§ **WRITTEN PROBLEM**:
Set down all of the data exactly as it appears.

§ **RECORDS SUPPLIED**:
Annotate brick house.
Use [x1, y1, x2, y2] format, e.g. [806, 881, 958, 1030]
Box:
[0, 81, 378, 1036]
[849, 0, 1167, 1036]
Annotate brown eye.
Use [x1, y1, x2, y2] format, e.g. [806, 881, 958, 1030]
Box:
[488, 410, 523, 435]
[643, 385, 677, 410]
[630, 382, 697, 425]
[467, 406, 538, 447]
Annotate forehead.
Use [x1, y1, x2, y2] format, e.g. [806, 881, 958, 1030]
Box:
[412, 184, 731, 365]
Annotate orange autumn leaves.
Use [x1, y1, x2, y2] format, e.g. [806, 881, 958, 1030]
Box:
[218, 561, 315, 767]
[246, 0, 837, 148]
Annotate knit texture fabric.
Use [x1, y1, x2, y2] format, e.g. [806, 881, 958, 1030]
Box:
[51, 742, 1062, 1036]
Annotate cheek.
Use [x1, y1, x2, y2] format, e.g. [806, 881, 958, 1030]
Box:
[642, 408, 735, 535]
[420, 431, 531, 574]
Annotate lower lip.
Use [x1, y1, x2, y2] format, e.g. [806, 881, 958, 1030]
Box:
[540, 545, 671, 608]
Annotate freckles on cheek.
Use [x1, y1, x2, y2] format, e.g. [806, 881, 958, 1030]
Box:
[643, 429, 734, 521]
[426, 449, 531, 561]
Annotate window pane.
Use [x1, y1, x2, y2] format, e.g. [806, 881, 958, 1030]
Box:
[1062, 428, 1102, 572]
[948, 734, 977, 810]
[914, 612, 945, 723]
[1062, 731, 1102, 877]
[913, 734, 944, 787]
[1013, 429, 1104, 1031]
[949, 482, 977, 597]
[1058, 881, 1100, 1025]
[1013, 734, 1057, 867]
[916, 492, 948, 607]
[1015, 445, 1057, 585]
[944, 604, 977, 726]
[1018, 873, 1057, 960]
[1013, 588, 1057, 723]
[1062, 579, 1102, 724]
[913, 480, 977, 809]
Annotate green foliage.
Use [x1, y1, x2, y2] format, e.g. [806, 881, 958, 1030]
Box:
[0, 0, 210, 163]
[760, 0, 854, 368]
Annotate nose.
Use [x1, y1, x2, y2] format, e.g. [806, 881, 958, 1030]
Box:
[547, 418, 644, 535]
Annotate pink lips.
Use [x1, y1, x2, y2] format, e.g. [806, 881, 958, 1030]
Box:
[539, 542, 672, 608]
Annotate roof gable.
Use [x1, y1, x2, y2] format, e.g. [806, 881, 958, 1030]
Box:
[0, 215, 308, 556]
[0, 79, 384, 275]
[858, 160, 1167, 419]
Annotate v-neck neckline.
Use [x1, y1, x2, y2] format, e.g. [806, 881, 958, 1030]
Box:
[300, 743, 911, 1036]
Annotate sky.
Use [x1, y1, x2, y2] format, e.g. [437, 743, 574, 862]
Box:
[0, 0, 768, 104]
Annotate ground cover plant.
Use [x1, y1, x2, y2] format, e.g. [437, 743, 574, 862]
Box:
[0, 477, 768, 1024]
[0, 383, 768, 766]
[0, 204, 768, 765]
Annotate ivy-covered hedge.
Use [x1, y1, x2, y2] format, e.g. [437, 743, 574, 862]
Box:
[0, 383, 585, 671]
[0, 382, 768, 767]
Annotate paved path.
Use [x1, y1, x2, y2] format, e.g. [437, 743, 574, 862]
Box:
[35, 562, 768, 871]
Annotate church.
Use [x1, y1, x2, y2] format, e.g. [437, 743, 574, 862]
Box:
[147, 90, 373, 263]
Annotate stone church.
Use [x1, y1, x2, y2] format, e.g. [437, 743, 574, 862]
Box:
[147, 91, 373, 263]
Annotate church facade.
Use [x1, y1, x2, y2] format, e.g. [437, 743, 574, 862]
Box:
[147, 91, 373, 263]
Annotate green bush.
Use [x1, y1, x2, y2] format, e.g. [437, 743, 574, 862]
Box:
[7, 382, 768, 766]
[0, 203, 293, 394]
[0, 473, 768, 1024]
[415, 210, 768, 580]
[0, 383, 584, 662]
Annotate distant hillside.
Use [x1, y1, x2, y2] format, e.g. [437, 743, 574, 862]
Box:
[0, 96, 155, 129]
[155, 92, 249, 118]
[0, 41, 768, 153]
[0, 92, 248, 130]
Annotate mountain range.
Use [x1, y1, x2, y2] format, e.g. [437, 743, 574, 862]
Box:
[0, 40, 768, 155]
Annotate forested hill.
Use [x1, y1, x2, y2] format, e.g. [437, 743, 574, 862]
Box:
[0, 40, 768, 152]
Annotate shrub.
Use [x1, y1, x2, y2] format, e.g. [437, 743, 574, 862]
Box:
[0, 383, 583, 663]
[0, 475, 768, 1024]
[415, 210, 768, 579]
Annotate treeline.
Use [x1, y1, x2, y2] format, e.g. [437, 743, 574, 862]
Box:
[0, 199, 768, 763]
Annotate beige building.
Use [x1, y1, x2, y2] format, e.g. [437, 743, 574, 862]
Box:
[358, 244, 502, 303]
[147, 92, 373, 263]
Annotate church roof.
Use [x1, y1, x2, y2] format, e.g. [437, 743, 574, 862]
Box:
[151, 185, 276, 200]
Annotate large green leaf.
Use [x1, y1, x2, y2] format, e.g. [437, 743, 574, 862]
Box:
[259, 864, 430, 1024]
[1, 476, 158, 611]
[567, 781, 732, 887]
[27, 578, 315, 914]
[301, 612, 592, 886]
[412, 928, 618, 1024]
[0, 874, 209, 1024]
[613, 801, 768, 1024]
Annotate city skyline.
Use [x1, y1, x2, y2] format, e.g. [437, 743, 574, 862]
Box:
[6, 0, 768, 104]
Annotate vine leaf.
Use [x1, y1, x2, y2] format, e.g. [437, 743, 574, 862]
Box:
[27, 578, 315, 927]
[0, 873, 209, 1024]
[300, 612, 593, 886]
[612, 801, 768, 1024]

§ **FULL ANSWER**:
Annotate brick house.
Use [x1, y1, x2, y2] format, e.g. [806, 881, 958, 1030]
Box:
[0, 81, 378, 1036]
[849, 0, 1167, 1036]
Annotate brown eye.
Use [x1, y1, x2, y2] format, e.g. [806, 881, 958, 1030]
Box:
[488, 410, 523, 435]
[643, 385, 677, 410]
[630, 382, 697, 425]
[467, 406, 538, 447]
Annotate forehead.
Use [x1, y1, x2, y2] format, e.g. [806, 881, 958, 1030]
Box:
[412, 184, 731, 365]
Annotate orange autumn leaves.
Use [x1, y1, x2, y2] format, e.g. [806, 881, 958, 1030]
Box:
[218, 561, 315, 767]
[246, 0, 837, 148]
Annotate knit texture fabric.
Use [x1, y1, x2, y2] format, e.g. [806, 881, 958, 1030]
Box:
[51, 742, 1062, 1036]
Annotate cheek.
Use [x1, y1, x2, y2] format, e.g. [806, 881, 958, 1030]
Box:
[642, 408, 735, 535]
[420, 431, 531, 574]
Annotate lower lip.
Use [x1, y1, x2, y2] format, e.g. [806, 881, 958, 1030]
Box:
[540, 545, 671, 608]
Annotate freckles on cheek.
Use [x1, y1, x2, y2] format, e.g. [806, 881, 958, 1030]
Box:
[643, 429, 734, 521]
[426, 449, 531, 561]
Annotate window pane.
Use [x1, y1, x2, y2] format, e.g. [806, 881, 958, 1030]
Box:
[1062, 428, 1102, 572]
[948, 734, 977, 810]
[914, 612, 945, 723]
[1062, 731, 1102, 877]
[913, 734, 944, 787]
[1013, 429, 1104, 1031]
[949, 482, 977, 597]
[1058, 881, 1100, 1025]
[1013, 734, 1057, 867]
[916, 492, 948, 607]
[1015, 445, 1057, 585]
[944, 604, 977, 726]
[1018, 873, 1057, 960]
[1013, 588, 1057, 723]
[1062, 579, 1102, 724]
[913, 480, 977, 809]
Annotate green foliage.
Use [x1, y1, x2, y2] format, e.g. [806, 881, 958, 1030]
Box:
[0, 0, 210, 163]
[760, 0, 854, 368]
Annotate nose.
Use [x1, y1, x2, y2] format, e.g. [806, 881, 958, 1030]
Box:
[547, 418, 644, 535]
Annotate pink lips.
Use [x1, y1, x2, y2] format, e.g. [806, 881, 958, 1030]
Box:
[539, 542, 672, 608]
Annotate roof gable.
Use [x1, y1, x2, y2] format, e.g. [806, 881, 958, 1030]
Box:
[0, 215, 308, 556]
[0, 79, 384, 275]
[858, 160, 1167, 419]
Annotate v-neck neckline.
Use [x1, y1, x2, y2] format, e.g. [806, 881, 958, 1030]
Box:
[300, 743, 911, 1036]
Annotate sky.
Use [x1, y1, x2, y2] format, e.g. [437, 743, 574, 862]
Box:
[0, 0, 768, 104]
Annotate ground cover plant.
Use [x1, y1, x2, y2] format, e.g. [437, 743, 574, 862]
Box:
[0, 477, 768, 1024]
[0, 383, 768, 766]
[0, 204, 768, 765]
Annotate ivy-covered hedge.
Use [x1, y1, x2, y2] format, e.g. [437, 743, 574, 862]
Box:
[0, 383, 585, 671]
[0, 382, 768, 767]
Annotate paved path.
Use [x1, y1, x2, y2] format, e.g. [437, 743, 574, 862]
Box:
[35, 562, 768, 871]
Annotate church.
Use [x1, y1, x2, y2] format, e.g. [437, 743, 574, 862]
Box:
[147, 90, 373, 263]
Annotate stone church.
Use [x1, y1, x2, y2] format, e.g. [437, 743, 574, 862]
Box:
[147, 91, 373, 263]
Annotate church facade.
Use [x1, y1, x2, y2] format, e.g. [437, 743, 574, 862]
Box:
[147, 91, 373, 263]
Annotate green bush.
Use [x1, y1, x2, y2] format, e.g. [437, 743, 574, 862]
Box:
[7, 382, 768, 766]
[0, 203, 293, 394]
[0, 473, 768, 1024]
[415, 210, 768, 580]
[0, 383, 584, 662]
Annotate distant hillside.
Use [x1, y1, x2, y2] format, e.g. [437, 743, 574, 862]
Box:
[0, 96, 155, 129]
[155, 92, 249, 118]
[0, 41, 768, 153]
[0, 92, 248, 130]
Annotate mountain range.
Use [x1, y1, x2, y2] format, e.g. [437, 743, 574, 862]
Box:
[0, 40, 768, 155]
Annotate forested hill.
Use [x1, y1, x2, y2] format, e.g. [437, 743, 574, 862]
Box:
[0, 40, 768, 152]
Annotate shrub.
Use [x1, y1, x2, y2] format, e.g. [437, 743, 574, 862]
Box:
[0, 383, 583, 663]
[0, 475, 768, 1024]
[415, 210, 768, 579]
Annotate treeline.
Use [x1, y1, x2, y2] format, e.g. [437, 743, 574, 862]
Box:
[0, 199, 768, 763]
Annotate beige building.
Use [x1, y1, x2, y2] format, e.g. [437, 743, 574, 862]
Box:
[358, 244, 502, 303]
[147, 92, 373, 263]
Annotate church roof.
Use [x1, y1, x2, y2] format, e.g. [437, 743, 574, 862]
Box:
[151, 185, 276, 200]
Annotate large green leaf.
Use [x1, y1, x2, y2] format, e.g. [437, 743, 574, 862]
Box:
[259, 864, 430, 1024]
[1, 476, 158, 611]
[567, 781, 732, 887]
[27, 578, 315, 914]
[301, 612, 592, 886]
[412, 928, 618, 1024]
[0, 874, 209, 1024]
[613, 801, 768, 1024]
Annotate city skyline.
Use [x1, y1, x2, y2] format, e.g. [437, 743, 574, 862]
Box:
[6, 0, 768, 104]
Annotate vine leaf.
Use [x1, y1, x2, y2] format, e.g. [437, 743, 574, 862]
Box:
[27, 578, 315, 927]
[0, 873, 209, 1024]
[300, 612, 593, 886]
[612, 801, 768, 1024]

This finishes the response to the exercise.